_How to complete this task:_
Across the records below, count the lines that contain "marble" and write down only the count.
** Provided entries follows **
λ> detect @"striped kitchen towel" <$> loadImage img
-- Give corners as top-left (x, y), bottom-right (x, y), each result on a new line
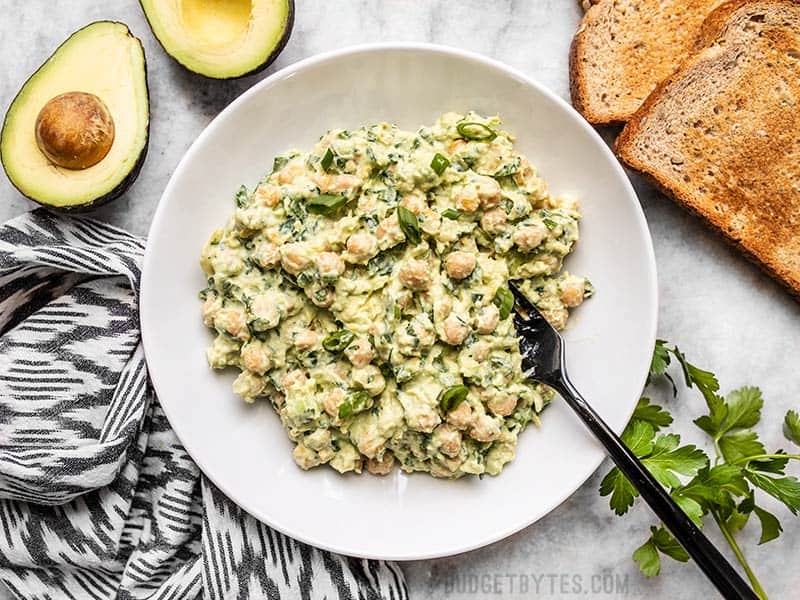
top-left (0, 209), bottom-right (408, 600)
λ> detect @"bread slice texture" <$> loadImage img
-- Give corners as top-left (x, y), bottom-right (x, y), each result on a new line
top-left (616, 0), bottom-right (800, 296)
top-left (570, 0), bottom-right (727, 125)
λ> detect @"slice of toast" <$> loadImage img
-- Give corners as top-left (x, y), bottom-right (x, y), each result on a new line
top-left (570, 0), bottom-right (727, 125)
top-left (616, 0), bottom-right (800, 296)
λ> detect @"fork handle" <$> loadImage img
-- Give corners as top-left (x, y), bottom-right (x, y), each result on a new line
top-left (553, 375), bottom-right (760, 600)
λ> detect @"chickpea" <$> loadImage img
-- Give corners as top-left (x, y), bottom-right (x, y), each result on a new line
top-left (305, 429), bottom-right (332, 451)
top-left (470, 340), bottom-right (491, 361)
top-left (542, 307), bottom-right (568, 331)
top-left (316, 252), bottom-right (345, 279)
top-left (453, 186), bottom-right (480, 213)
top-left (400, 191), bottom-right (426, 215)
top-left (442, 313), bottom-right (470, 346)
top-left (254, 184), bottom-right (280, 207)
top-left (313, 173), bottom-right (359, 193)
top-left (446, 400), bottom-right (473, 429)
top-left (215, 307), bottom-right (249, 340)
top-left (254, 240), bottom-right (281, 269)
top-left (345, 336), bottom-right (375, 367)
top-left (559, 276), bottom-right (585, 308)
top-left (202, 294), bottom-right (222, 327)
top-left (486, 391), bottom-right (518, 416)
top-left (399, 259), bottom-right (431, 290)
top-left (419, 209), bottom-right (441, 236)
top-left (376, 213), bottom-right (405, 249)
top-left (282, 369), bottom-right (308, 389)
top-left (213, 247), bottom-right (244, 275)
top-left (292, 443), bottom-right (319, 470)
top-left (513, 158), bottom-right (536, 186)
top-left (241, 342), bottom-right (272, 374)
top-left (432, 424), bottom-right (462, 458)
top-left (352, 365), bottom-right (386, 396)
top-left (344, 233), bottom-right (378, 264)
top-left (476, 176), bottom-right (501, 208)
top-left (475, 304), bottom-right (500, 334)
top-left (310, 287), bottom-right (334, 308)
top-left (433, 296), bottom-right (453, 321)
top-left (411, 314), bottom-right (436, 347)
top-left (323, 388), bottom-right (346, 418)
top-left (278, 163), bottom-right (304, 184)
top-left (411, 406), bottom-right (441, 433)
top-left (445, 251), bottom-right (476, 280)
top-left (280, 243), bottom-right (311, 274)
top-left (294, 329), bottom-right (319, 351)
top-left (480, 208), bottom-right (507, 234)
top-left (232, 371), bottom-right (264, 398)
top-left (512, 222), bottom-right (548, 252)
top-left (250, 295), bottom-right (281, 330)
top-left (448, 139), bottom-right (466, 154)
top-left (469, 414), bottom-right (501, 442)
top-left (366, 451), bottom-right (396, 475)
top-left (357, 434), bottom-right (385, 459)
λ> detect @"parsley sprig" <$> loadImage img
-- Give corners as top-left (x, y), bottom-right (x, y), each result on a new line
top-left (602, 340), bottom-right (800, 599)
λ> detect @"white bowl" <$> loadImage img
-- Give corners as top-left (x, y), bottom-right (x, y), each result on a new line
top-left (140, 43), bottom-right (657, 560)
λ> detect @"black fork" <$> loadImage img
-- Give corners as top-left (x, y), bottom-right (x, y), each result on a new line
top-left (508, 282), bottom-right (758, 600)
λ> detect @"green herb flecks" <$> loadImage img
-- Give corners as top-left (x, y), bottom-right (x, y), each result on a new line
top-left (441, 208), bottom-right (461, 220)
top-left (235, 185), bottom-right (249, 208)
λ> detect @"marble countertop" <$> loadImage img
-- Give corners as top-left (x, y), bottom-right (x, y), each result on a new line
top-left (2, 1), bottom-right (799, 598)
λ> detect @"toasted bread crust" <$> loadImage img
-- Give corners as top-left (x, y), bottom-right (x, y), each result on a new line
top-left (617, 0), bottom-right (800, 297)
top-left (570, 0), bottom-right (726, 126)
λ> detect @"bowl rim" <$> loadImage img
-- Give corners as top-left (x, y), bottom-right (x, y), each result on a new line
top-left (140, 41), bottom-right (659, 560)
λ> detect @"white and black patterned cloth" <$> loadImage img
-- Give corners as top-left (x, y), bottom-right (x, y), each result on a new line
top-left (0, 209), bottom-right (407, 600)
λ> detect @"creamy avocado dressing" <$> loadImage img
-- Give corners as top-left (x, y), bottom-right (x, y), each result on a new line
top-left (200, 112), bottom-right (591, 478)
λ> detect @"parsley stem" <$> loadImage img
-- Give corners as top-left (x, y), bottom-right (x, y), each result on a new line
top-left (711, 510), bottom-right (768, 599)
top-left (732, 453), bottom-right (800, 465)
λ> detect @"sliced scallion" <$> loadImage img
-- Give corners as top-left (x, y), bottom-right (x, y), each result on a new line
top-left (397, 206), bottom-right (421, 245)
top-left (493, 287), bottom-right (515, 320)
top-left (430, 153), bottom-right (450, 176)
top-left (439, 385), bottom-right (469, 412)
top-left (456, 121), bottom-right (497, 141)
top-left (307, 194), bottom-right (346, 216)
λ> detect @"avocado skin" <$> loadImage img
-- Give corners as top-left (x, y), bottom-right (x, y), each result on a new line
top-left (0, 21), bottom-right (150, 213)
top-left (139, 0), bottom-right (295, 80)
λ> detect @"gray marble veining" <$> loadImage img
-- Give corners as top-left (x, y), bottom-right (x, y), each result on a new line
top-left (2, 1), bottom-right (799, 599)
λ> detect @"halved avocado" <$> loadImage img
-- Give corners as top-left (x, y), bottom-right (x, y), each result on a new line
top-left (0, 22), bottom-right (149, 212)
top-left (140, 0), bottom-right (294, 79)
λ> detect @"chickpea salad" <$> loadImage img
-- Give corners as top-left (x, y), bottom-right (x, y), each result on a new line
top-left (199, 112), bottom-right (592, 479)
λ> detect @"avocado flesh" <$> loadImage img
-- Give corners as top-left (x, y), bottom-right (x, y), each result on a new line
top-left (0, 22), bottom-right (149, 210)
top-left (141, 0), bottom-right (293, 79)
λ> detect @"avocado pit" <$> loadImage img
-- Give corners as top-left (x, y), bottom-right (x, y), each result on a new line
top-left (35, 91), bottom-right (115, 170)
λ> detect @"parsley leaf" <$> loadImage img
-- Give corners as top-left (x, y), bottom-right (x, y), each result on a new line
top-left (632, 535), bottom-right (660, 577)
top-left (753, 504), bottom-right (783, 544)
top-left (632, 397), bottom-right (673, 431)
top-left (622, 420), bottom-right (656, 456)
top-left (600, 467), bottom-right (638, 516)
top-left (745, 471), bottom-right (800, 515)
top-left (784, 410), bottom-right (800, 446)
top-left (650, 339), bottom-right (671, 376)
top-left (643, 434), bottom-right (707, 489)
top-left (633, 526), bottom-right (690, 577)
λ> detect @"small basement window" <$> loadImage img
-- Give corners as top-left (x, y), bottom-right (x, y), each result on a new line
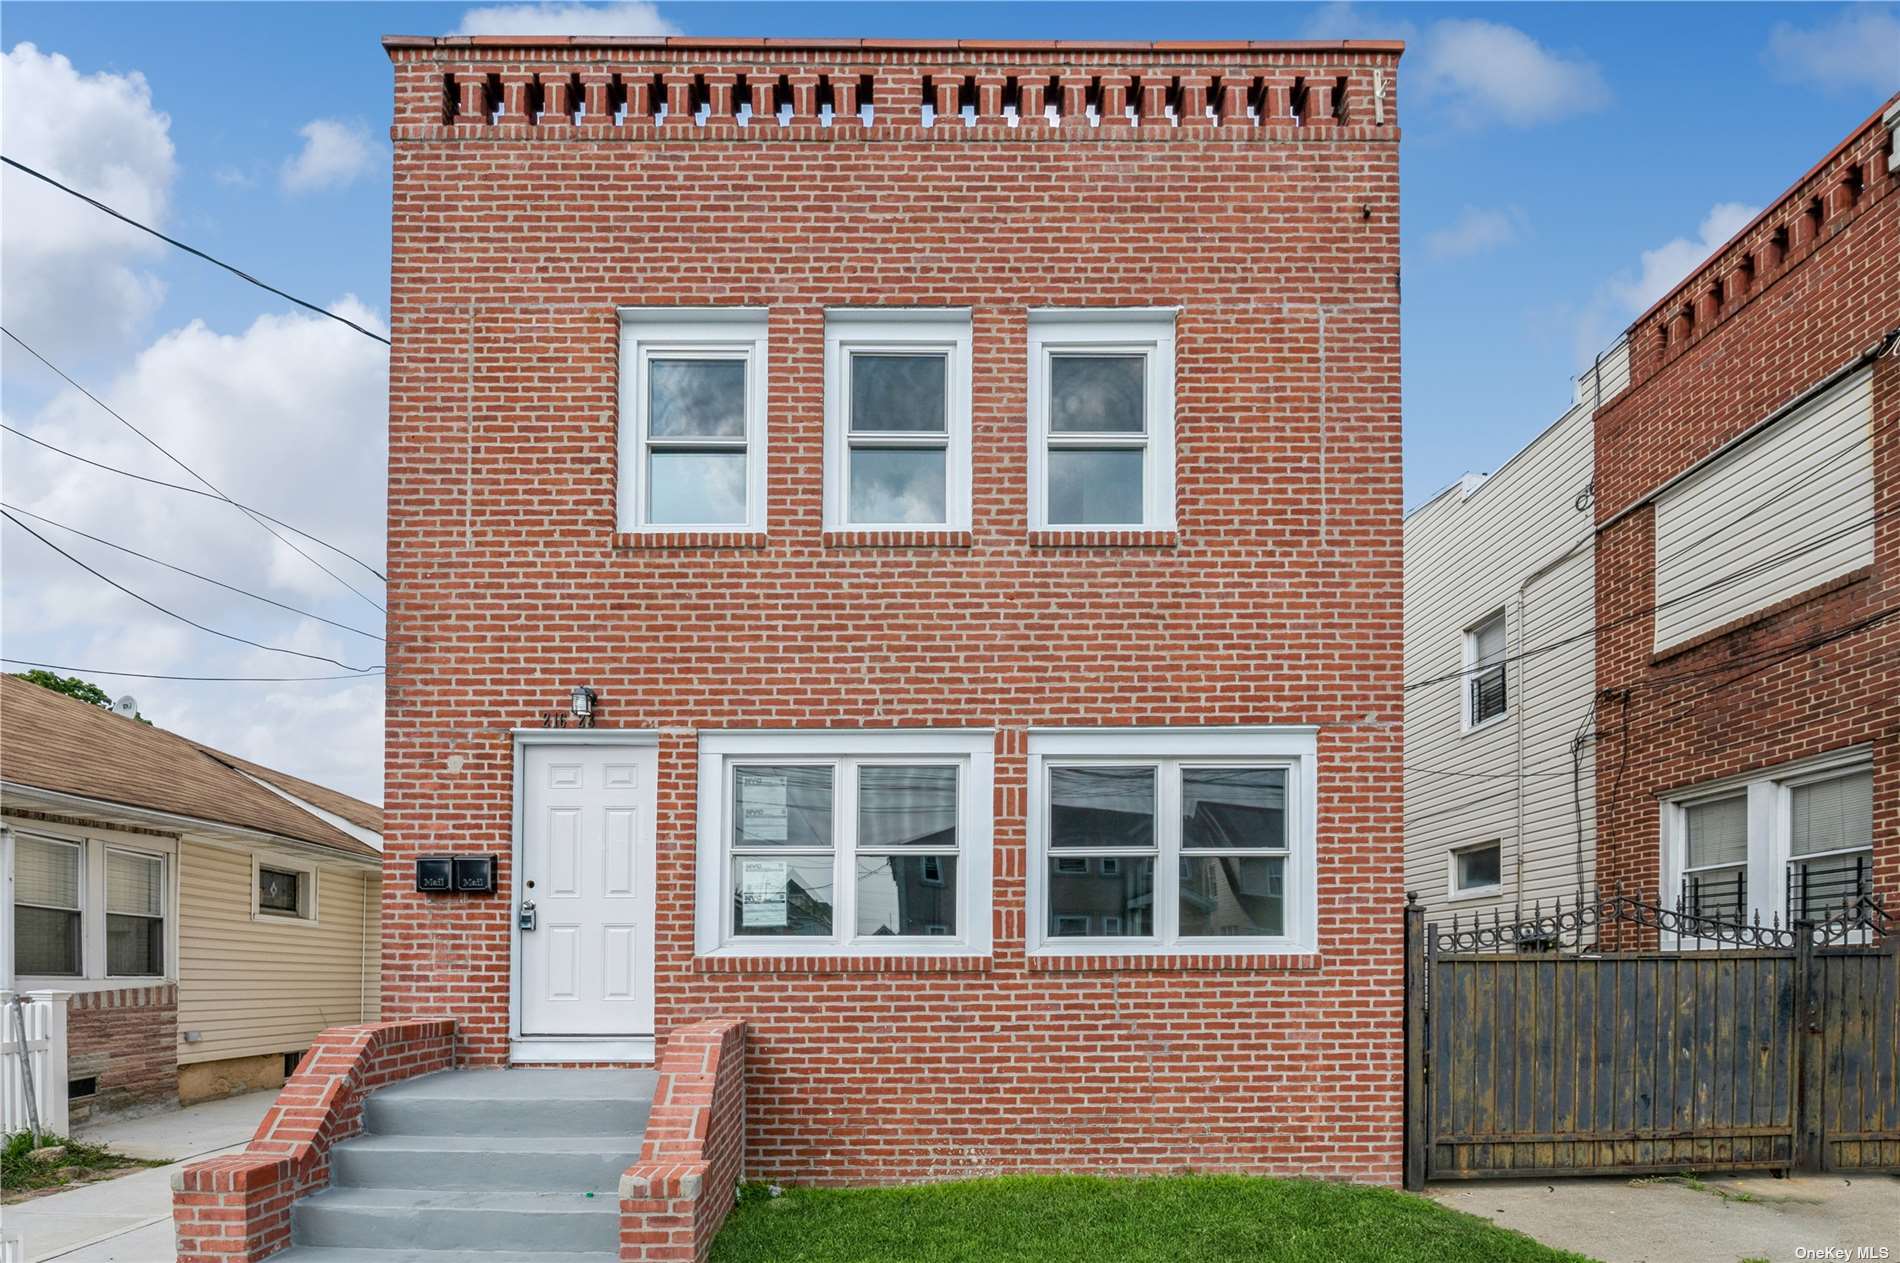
** End of Provided entries **
_Response to this exercise:_
2